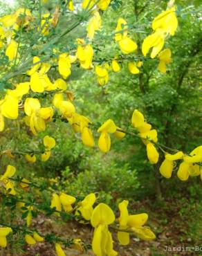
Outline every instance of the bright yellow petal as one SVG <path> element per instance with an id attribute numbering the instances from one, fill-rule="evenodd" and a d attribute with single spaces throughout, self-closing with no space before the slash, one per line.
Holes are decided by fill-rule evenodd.
<path id="1" fill-rule="evenodd" d="M 62 250 L 62 247 L 59 244 L 56 243 L 55 244 L 55 247 L 57 256 L 66 256 L 64 251 Z"/>
<path id="2" fill-rule="evenodd" d="M 174 161 L 176 160 L 182 159 L 183 157 L 183 152 L 181 151 L 179 151 L 178 152 L 173 155 L 170 154 L 165 154 L 165 159 L 167 160 L 169 160 L 170 161 Z"/>
<path id="3" fill-rule="evenodd" d="M 165 159 L 160 166 L 160 173 L 166 179 L 169 179 L 172 176 L 173 171 L 173 161 Z"/>
<path id="4" fill-rule="evenodd" d="M 36 232 L 33 232 L 33 237 L 37 241 L 44 241 L 44 238 L 41 237 L 38 233 Z"/>
<path id="5" fill-rule="evenodd" d="M 25 240 L 26 243 L 30 245 L 35 244 L 37 243 L 35 239 L 34 239 L 31 235 L 28 234 L 25 235 Z"/>
<path id="6" fill-rule="evenodd" d="M 109 135 L 102 131 L 98 140 L 99 149 L 104 153 L 107 153 L 109 151 L 111 147 L 111 138 Z"/>
<path id="7" fill-rule="evenodd" d="M 99 203 L 93 210 L 91 223 L 93 227 L 98 225 L 109 225 L 115 221 L 112 210 L 105 203 Z"/>
<path id="8" fill-rule="evenodd" d="M 152 165 L 155 165 L 158 161 L 159 154 L 156 147 L 151 143 L 147 145 L 147 157 Z"/>
<path id="9" fill-rule="evenodd" d="M 187 181 L 189 178 L 190 173 L 189 169 L 190 164 L 189 163 L 183 162 L 180 164 L 179 168 L 177 172 L 177 176 L 181 181 Z"/>
<path id="10" fill-rule="evenodd" d="M 138 110 L 134 111 L 131 122 L 135 128 L 138 128 L 144 125 L 145 118 L 144 116 Z"/>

The exercise - Reproduce the entries from their beginning through the line containing "25 240 L 26", inclusive, substituting "pale orange" for "bright yellow" and leaving everything else unchanged. Omit the pictures from your answer.

Response to the task -
Outline every instance of the pale orange petal as one SVG <path> element per instance with an id attribute numbering the instances from one, fill-rule="evenodd" and a d attribute with single spaces throughout, self-closing with no space before the slash, one per line.
Holes are decided by fill-rule evenodd.
<path id="1" fill-rule="evenodd" d="M 62 250 L 62 247 L 59 244 L 56 243 L 55 244 L 55 247 L 57 256 L 66 256 L 64 251 Z"/>
<path id="2" fill-rule="evenodd" d="M 174 161 L 176 160 L 182 159 L 183 157 L 183 152 L 181 151 L 179 151 L 178 152 L 173 155 L 170 154 L 165 154 L 165 159 L 167 160 L 169 160 L 170 161 Z"/>
<path id="3" fill-rule="evenodd" d="M 165 159 L 160 166 L 160 173 L 166 179 L 169 179 L 172 176 L 173 171 L 173 161 Z"/>
<path id="4" fill-rule="evenodd" d="M 36 232 L 33 232 L 33 237 L 37 241 L 44 241 L 44 238 L 41 237 L 38 233 Z"/>
<path id="5" fill-rule="evenodd" d="M 25 240 L 26 243 L 30 245 L 35 244 L 37 243 L 35 239 L 34 239 L 31 235 L 28 234 L 25 235 Z"/>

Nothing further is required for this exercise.